[Opening TEXT PASSAGE section]
First, I've been on and off a steroid known as prednisone for about 22 years. While it works great in lowering inflammation, it has caused me so many other problems! First it caused glaucoma and cataract in my left eye when I was 8 (I already had Uveitis when I was 3). The cataract has since been removed, but the medicines used to treat the Glaucoma, make the Uveitis flare, and the medicines used for the Uveitis make the pressure in my eye go up from the Glaucoma! They both counteract each other and I have to constantly be seen by an eye doctor to make sure it's well controlled. I've had 5 glaucoma surgeries over the years because the Uveitis flared and I had to increase the medication. Every time I get even a headache in my eye, I have to be seen by my doctor to make sure it's not the Glaucoma or else my vision will go away forever. My left eye already looks funky because of the vision loss I've had, and makes me so self conscious, I'm constantly worrying about how it looks. It makes me feel ugly, and I hate it.
Then the prednisone caused bone loss in my neck and hip, known as Osteopenia. I have to make sure I am taking Calcium with Vitamin D supplements twice a day, and making sure I am eating foods that contain those supplements (milk, yogurt, broccoli, etc). However, I also have Irritable Bowl Syndrome and have to watch what I eat or else I will end up in severe pain. Foods I am told to avoid are caffeine, fiber and what else, but dairy! Again two things that counteract each other! So do I eat the dairy so my bones don't loose anymore density and I end up brittle? And in doing so end up hurting my stomach? Or vice versa?! Something I have to think about every time I go eat something.
Then, the medications that I've taken over the years for my Rheumatoid Arthritis are known as immunosuppressants, which lower my overactive immune system. Because I've been on so many of them since I was 3, my antibodies known as IgA are completely wiped out and I can never get them back. My body has actually built up a resistance to them, so if I ever needed a blood transfusion and the IgAs were in it, I'd go into anaphaltic shock (medical alert bracelet is worn for this!) So now I have to give myself an IV of some antibodies known as IgG and have to be extremely careful with germs. I can't be around people who are sick, and when going out in public, I have to constantly watch what I touch and wash my hands all the time! If and when I do get sick, I have to immediately contact my Immunologist so I can be put on a special antibiotic and be monitored by him. If I am sick too long, I have to switch to another antibiotic, and other possible means of treatment may be needed.
[Closing TEXT PASSAGE section]
BRIEF 1
Using the personal account of long-term medication side effects, state whether each statement agrees with it, answering yes or no and quoting the deciding words of the account. (a) The cataract in the left eye is still present. (b) Dairy is among the foods to avoid for the bowel condition. (c) The lost IgA antibodies can be restored over time.
BRIEF 2
Reproduce the personal account of long-term medication side effects word for word from "Then the prednisone" up to and including "go eat something.".
The records after this account are not needed.
[Opening MATERIAL SUPPLIED section]
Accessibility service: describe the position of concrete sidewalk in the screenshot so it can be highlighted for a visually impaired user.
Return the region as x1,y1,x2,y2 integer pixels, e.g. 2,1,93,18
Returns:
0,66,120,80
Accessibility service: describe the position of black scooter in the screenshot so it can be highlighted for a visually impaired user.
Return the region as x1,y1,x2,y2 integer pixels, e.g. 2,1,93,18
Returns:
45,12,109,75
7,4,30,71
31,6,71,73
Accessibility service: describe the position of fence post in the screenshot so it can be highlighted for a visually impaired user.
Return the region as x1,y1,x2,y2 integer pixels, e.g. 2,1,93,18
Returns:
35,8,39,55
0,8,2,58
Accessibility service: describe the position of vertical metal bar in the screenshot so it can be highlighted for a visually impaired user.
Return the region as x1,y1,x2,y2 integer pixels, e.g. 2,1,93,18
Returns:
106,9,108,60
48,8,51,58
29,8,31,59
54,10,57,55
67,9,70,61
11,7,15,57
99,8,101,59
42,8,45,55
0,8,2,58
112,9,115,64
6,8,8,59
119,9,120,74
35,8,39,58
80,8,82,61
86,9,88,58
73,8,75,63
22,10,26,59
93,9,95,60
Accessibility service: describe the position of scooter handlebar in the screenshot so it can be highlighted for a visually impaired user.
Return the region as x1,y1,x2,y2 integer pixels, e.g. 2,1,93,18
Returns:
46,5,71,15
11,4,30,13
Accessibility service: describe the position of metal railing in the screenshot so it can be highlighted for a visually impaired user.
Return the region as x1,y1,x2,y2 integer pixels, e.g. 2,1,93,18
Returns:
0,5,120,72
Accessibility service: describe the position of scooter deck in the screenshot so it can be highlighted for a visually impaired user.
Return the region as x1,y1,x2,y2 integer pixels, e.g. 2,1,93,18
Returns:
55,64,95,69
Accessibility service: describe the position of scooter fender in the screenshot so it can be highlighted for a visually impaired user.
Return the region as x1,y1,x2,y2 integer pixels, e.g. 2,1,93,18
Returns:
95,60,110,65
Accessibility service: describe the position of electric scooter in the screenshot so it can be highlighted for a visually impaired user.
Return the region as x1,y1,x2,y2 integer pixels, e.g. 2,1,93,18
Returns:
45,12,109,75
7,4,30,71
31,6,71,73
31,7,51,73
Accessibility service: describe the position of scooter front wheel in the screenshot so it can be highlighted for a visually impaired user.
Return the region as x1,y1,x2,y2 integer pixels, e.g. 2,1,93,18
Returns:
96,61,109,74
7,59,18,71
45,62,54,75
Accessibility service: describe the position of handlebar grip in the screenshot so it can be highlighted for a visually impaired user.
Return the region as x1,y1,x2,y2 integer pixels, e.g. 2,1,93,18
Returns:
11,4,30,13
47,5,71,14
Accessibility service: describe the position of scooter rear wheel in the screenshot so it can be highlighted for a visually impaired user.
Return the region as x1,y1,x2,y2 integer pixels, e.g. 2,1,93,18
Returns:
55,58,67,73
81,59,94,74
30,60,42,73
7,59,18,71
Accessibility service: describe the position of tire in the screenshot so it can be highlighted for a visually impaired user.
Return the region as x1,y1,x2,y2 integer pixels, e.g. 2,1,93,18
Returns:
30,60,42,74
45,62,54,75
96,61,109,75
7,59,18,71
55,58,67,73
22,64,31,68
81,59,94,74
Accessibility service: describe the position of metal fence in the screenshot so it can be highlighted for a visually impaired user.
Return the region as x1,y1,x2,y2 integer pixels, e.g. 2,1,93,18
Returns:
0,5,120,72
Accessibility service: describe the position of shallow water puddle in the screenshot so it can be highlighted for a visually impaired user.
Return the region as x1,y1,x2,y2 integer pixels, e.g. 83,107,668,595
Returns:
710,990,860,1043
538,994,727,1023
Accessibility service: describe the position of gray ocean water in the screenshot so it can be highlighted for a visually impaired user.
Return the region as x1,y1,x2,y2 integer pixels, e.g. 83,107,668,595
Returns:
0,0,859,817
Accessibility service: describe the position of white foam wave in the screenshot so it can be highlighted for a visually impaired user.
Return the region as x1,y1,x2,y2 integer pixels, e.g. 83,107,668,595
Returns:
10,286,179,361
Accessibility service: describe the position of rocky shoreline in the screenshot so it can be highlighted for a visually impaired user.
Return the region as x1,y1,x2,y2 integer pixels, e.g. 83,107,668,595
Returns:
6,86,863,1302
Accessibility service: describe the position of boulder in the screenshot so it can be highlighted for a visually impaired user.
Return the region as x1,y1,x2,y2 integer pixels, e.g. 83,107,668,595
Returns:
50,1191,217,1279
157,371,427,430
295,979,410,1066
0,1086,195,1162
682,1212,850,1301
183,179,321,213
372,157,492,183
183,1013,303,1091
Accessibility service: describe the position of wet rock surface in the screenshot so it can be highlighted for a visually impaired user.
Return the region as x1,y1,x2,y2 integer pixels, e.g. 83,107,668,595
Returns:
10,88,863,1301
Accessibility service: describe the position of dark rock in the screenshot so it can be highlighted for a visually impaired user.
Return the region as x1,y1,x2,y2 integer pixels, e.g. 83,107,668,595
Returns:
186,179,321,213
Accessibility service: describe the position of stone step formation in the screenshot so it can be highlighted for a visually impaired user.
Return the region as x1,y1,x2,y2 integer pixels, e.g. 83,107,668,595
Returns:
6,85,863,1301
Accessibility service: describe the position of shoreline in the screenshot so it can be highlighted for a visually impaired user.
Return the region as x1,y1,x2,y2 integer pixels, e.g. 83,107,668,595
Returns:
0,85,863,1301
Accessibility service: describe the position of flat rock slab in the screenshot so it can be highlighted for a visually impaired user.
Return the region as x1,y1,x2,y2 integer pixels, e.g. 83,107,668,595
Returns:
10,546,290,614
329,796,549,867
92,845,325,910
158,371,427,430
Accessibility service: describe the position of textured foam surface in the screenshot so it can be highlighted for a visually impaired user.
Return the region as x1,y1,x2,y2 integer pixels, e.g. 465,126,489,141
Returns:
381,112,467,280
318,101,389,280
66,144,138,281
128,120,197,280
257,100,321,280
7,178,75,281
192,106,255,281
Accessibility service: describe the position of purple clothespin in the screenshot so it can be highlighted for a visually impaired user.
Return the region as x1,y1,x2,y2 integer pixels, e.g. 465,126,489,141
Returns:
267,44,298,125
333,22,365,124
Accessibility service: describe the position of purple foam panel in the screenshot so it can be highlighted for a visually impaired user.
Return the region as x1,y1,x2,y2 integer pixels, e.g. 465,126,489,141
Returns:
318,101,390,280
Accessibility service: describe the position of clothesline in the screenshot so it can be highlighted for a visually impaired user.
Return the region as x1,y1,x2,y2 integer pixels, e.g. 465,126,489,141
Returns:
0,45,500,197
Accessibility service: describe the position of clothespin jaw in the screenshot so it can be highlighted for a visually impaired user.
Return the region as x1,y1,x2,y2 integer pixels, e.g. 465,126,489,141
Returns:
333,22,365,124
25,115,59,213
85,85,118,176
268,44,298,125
[Closing MATERIAL SUPPLIED section]
RESULT 1
(a) No: "The cataract has since been removed"
(b) Yes: "Foods I am told to avoid are caffeine, fiber and what else, but dairy!"
(c) No: "my antibodies known as IgA are completely wiped out and I can never get them back."

RESULT 2
Then the prednisone caused bone loss in my neck and hip, known as Osteopenia. I have to make sure I am taking Calcium with Vitamin D supplements twice a day, and making sure I am eating foods that contain those supplements (milk, yogurt, broccoli, etc). However, I also have Irritable Bowl Syndrome and have to watch what I eat or else I will end up in severe pain. Foods I am told to avoid are caffeine, fiber and what else, but dairy! Again two things that counteract each other! So do I eat the dairy so my bones don't loose anymore density and I end up brittle? And in doing so end up hurting my stomach? Or vice versa?! Something I have to think about every time I go eat something.